--- Texte fourni ---

★ ★ ★

Egypte :« Les Frères musulmans ne forment pas un bloc homogène »

Egypte-Freres-Muslmans.jpgBrigitte Maréchal, professeur à l’Université catholique de Louvain (Belgique), spécialiste de l’Islam, décrypte l’impact des Frères musulmans en Égypte.

TC : Les Frères musulmans ont-ils un poids politique important en Égypte ?
Brigitte Maréchal * : C’est très difficile à évaluer car la plupart du temps, avant les élections, des arrestations arbitraires ont été faites parmi des personnes qui auraient pu avoir un poids politique important notamment parmi les représentants  syndicaux ou parmi les leaders du mouvement.
Un certain nombre de personnes parmi les frères sont tout de même passées à travers les mailles du filet, notamment en se présentant comme indépendants. On sait par exemple que le parti El Wassat avait été en partie formé par des anciens frères, tout comme le mouvement civil Kefaya (« ça suffit ») qui s’est affirmé dans les années 2004-2005 pour demander un certain nombre de réformes. Kefaya a été partiellement formé par des frères qui se sont écartés de la confrérie mais qui y gardent des liens.

★ ★ ★

--- Consigne a ---
Recopiez intégralement l'entretien sur les Frères musulmans en Égypte, sans en changer un seul caractère.

★ ★ ★

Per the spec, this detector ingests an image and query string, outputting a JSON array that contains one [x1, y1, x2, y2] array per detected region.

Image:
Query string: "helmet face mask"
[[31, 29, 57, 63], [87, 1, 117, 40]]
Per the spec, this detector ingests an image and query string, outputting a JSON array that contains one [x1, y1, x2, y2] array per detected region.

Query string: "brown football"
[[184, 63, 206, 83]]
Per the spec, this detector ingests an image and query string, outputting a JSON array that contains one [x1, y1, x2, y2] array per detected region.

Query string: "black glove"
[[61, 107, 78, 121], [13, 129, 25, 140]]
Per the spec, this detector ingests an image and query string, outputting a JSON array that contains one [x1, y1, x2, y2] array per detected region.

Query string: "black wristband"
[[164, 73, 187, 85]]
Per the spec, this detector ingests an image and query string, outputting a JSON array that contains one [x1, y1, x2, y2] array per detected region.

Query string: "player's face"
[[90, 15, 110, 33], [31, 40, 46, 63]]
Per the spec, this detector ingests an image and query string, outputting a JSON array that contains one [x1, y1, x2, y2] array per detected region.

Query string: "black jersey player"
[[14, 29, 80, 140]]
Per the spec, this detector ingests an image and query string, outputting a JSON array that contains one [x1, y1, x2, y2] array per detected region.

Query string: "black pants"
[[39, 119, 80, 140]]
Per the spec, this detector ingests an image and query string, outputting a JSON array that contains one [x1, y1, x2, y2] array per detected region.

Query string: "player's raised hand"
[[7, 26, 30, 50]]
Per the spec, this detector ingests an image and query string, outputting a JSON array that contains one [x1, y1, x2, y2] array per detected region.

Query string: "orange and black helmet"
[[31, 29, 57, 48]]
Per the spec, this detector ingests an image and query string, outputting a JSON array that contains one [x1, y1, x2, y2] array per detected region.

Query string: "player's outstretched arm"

★ ★ ★

--- Consigne b ---
Reprenez les rangées en partant de leur début et en terminant à la ligne qui contient « [[31, 29, 57, 63], [87, 1, 117, 40]] », ces deux bornes comprises, avec les demandes, et rien d'autre. Redimensionnez chaque coordonnée de cadre figurant dans les réponses en la multipliant par 1,1, puis arrondissez à l'entier le plus proche, les demis vers le haut.

--- Réponse finale a ---
Egypte :« Les Frères musulmans ne forment pas un bloc homogène »

Egypte-Freres-Muslmans.jpgBrigitte Maréchal, professeur à l’Université catholique de Louvain (Belgique), spécialiste de l’Islam, décrypte l’impact des Frères musulmans en Égypte.

TC : Les Frères musulmans ont-ils un poids politique important en Égypte ?
Brigitte Maréchal * : C’est très difficile à évaluer car la plupart du temps, avant les élections, des arrestations arbitraires ont été faites parmi des personnes qui auraient pu avoir un poids politique important notamment parmi les représentants  syndicaux ou parmi les leaders du mouvement.
Un certain nombre de personnes parmi les frères sont tout de même passées à travers les mailles du filet, notamment en se présentant comme indépendants. On sait par exemple que le parti El Wassat avait été en partie formé par des anciens frères, tout comme le mouvement civil Kefaya (« ça suffit ») qui s’est affirmé dans les années 2004-2005 pour demander un certain nombre de réformes. Kefaya a été partiellement formé par des frères qui se sont écartés de la confrérie mais qui y gardent des liens.

--- Réponse finale b ---
Per the spec, this detector ingests an image and query string, outputting a JSON array that contains one [x1, y1, x2, y2] array per detected region.

Image:
Query string: "helmet face mask"
[[34, 32, 63, 69], [96, 1, 129, 44]]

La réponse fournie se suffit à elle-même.